[start]
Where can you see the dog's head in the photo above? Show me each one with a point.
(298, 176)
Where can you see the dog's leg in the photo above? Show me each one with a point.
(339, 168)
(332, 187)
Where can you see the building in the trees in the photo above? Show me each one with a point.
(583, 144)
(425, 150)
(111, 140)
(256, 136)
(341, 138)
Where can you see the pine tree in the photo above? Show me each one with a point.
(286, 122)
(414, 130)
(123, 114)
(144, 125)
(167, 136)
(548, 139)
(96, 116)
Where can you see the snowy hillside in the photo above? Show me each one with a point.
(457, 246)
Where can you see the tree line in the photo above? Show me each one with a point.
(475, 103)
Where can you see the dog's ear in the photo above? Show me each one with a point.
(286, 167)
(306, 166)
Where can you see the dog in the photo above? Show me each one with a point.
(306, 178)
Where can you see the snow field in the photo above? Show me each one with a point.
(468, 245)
[end]
**TASK DESCRIPTION**
Rewrite all of the data above with "pine tree" replaced by "evergreen tree", keeping every other word and line the same.

**THE RESULT**
Where can you see the dog's head in the photo above? Show me each one with a point.
(298, 176)
Where can you see the dog's leg in the photo above? Show me each one with a point.
(339, 168)
(332, 187)
Where can you see the building in the trees in the photo above? Show me each one with a point.
(583, 144)
(425, 150)
(111, 140)
(256, 136)
(341, 138)
Where can you see the evergreen tree in the photo above? Show me each one with a point.
(286, 122)
(414, 130)
(123, 114)
(144, 125)
(167, 136)
(548, 139)
(96, 116)
Where can you see the snowy hillside in the photo above? Show me each one with a point.
(457, 246)
Where can you see the tree line in the photo above? Show me each one with a point.
(475, 103)
Where can you see the dog's ear in the photo above? Show me each one with a point.
(286, 167)
(306, 166)
Where can you see the dog in the photo above? Show me each one with a point.
(306, 178)
Where can you see the snow field in the photo above? Show me each one with a point.
(468, 245)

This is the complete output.